- [题目 a]
根据下面讲 FastThreadLocal 的文章,回答以下问题:
(i) 按 Netty 源码注释的说法,FastThreadLocal 在从哪种线程访问时能拿到更高的性能?
(ii) 使用示例里,常量 MAX 被设成了多少?
(iii) ThreadLocalMap 和 InternalThreadLocalMap 分别用什么方式来实现存储定位?

- [所给文章]
■ ■ ■ ■ ■ ■ ■
FastThreadLocal 快在哪里 ?
- 引言
- FastThreadLocal
- set
- 如何获取当前线程私有的InternalThreadLocalMap ?
- 如何知道当前线程使用到了哪些FastThreadLocal实例 ?
- get
- 垃圾回收
- 小结
引言
FastThreadLocal 是 Netty 中造的一个轮子,那么为什么放着好端端的ThreadLocal不用,却要重复造轮子呢?下面是Netty官方在源码注释中给出的解释:
- FastThreadLocal是ThreadLocal的一种特殊变体,当从FastThreadLocalThread访问时可以获得更高的访问性能。
- 内部FastThreadLocal使用数组中的常量索引来查找变量,而不是使用哈希码和哈希表来查找。尽管看似非常微小,但与使用哈希表相比,它在性能上略有优势,特别是在频繁访问时。
本文我们就来简单看看FastThreadLocal的具体实现。
在正式进入实现解析之前,下面先给出FastThreadLocal使用示例:
private static void fastThreadLocal() {
final int MAX = 100000;
long start = System.currentTimeMillis();
// DefaultThreadFactory是Netty提供的实现,用于创建类型为FastThreadLocalThread的线程
DefaultThreadFactory defaultThreadFactory = new DefaultThreadFactory(FastThreadLocalTest.class);
FastThreadLocal<String>[] fastThreadLocal = new FastThreadLocal[MAX];
for (int i = 0; i < MAX; i++) {
fastThreadLocal[i] = new FastThreadLocal<>();
}
// 测试单线程读写FastThreadLocal的耗时
Thread thread = defaultThreadFactory.newThread(() -> {
for (int i = 0; i < MAX; i++) {
fastThreadLocal[i].set("java: " + i);
}
System.out.println("fastThreadLocal set: " + (System.currentTimeMillis() - start));
for (int i = 0; i < MAX; i++) {
for (int j = 0; j < MAX; j++) {
fastThreadLocal[i].get();
}
}
});
thread.start();
try {
thread.join();
} catch (InterruptedException e) {
e.printStackTrace();
}
System.out.println("fastThreadLocal total: " + (System.currentTimeMillis() - start));
}
FastThreadLocal
整体来看,FastThreadLocal的整体结构和ThreadLocal是一致的,唯一的区别在于InternalThreadLocalMap 内部存储上,ThreadLocalMap 采用哈希定位实现,而InternalThreadLocalMap 采用数组常量索引实现,即:
- 每个FastThreadLocal与一个固定的数字常量相关联。
■ ■ ■ ■ ■ ■ ■
- [待处理记录]
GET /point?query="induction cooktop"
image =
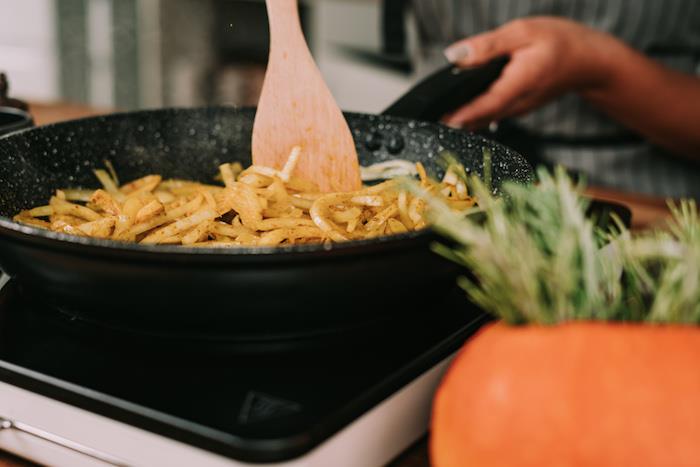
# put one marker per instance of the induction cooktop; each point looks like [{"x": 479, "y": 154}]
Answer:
[{"x": 73, "y": 392}]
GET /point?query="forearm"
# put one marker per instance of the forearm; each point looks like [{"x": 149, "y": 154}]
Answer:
[{"x": 659, "y": 103}]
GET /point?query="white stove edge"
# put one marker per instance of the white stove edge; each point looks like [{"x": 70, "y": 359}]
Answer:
[{"x": 374, "y": 439}]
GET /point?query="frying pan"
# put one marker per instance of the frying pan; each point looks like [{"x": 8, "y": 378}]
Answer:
[{"x": 244, "y": 293}]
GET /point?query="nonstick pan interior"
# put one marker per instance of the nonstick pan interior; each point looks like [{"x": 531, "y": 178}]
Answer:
[
  {"x": 246, "y": 292},
  {"x": 191, "y": 143}
]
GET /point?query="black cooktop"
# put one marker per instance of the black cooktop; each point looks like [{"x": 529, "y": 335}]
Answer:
[{"x": 264, "y": 405}]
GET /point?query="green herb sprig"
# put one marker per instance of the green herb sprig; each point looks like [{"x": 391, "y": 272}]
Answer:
[{"x": 534, "y": 257}]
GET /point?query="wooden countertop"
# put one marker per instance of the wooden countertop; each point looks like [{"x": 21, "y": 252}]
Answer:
[{"x": 646, "y": 211}]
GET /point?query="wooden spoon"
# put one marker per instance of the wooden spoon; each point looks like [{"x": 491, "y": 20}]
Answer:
[{"x": 296, "y": 108}]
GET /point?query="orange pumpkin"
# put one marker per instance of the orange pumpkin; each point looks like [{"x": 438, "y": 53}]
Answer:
[{"x": 579, "y": 394}]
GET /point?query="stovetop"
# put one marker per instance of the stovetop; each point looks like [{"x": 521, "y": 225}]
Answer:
[{"x": 258, "y": 407}]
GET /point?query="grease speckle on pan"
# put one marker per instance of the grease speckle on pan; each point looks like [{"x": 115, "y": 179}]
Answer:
[{"x": 192, "y": 143}]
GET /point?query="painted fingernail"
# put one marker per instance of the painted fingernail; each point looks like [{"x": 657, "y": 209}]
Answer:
[
  {"x": 453, "y": 124},
  {"x": 457, "y": 53}
]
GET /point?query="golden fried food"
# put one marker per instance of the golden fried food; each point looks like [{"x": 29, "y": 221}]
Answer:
[{"x": 258, "y": 206}]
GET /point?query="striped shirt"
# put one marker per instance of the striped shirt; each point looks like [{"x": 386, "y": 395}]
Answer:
[{"x": 665, "y": 30}]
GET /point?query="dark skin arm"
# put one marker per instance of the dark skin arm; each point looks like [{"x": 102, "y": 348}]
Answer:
[{"x": 552, "y": 56}]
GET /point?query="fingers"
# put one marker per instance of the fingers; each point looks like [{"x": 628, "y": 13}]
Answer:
[{"x": 479, "y": 49}]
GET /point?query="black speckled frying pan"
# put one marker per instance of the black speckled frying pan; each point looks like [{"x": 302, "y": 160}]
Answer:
[{"x": 250, "y": 293}]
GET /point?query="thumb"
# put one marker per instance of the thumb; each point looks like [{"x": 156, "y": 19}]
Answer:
[{"x": 484, "y": 47}]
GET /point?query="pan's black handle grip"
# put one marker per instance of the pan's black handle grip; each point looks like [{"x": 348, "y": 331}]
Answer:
[{"x": 446, "y": 90}]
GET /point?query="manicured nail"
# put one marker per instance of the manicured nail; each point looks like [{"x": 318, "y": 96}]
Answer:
[
  {"x": 453, "y": 124},
  {"x": 457, "y": 53}
]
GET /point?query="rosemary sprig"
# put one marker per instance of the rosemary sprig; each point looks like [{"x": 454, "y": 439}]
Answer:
[{"x": 536, "y": 258}]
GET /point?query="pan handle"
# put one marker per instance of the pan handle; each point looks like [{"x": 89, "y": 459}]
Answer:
[{"x": 446, "y": 90}]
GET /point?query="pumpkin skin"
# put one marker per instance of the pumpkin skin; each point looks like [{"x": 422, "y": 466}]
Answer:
[{"x": 579, "y": 394}]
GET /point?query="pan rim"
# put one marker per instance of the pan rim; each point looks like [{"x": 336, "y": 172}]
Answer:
[{"x": 32, "y": 233}]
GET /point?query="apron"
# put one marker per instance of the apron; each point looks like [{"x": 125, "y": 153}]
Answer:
[{"x": 568, "y": 131}]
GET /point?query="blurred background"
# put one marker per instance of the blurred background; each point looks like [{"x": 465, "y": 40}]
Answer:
[{"x": 129, "y": 54}]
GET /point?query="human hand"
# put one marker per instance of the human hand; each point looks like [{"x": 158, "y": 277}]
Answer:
[{"x": 548, "y": 57}]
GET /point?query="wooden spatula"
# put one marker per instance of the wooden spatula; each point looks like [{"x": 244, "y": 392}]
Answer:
[{"x": 296, "y": 108}]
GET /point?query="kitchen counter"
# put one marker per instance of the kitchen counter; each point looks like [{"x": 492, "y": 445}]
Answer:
[{"x": 646, "y": 211}]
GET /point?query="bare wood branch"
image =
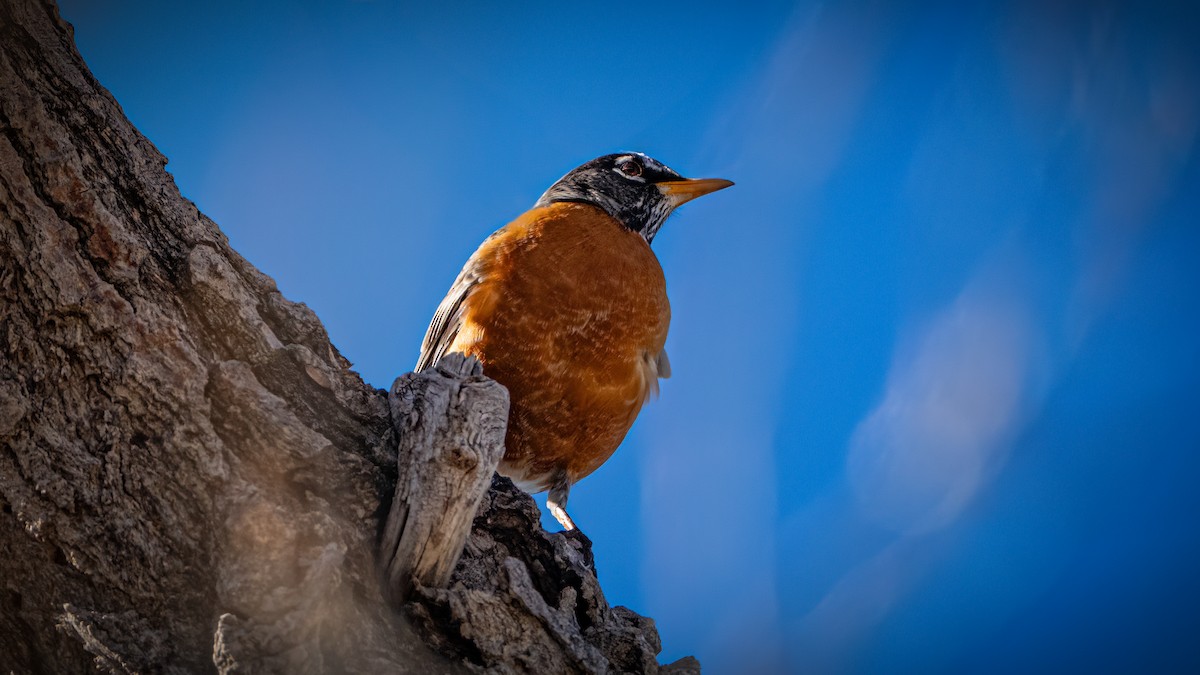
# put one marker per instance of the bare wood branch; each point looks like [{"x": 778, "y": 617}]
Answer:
[
  {"x": 450, "y": 422},
  {"x": 191, "y": 477}
]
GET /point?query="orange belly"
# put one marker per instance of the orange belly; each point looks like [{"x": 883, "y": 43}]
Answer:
[{"x": 570, "y": 317}]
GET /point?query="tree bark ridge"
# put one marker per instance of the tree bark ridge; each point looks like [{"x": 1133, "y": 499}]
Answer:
[{"x": 191, "y": 477}]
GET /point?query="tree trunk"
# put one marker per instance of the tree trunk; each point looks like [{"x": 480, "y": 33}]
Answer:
[{"x": 191, "y": 477}]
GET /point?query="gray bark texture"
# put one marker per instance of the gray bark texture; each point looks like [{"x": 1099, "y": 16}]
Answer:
[{"x": 191, "y": 477}]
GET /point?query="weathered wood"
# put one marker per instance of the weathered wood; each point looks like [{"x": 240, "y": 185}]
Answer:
[{"x": 450, "y": 424}]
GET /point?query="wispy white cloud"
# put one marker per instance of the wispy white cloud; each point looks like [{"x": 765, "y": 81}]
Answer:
[{"x": 951, "y": 406}]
■ ■ ■ ■ ■ ■ ■
- [题目 b]
在上面的记录里找出所有带有“background”这个词的行,一行不漏地照抄下来。

- [参考答案 a]
(i) 从 FastThreadLocalThread 访问时。
(ii) 100000。
(iii) ThreadLocalMap 用哈希定位,InternalThreadLocalMap 用数组常量索引。

- [参考答案 b]
GET /point?query="blurred background"
# put one marker per instance of the blurred background; each point looks like [{"x": 465, "y": 40}]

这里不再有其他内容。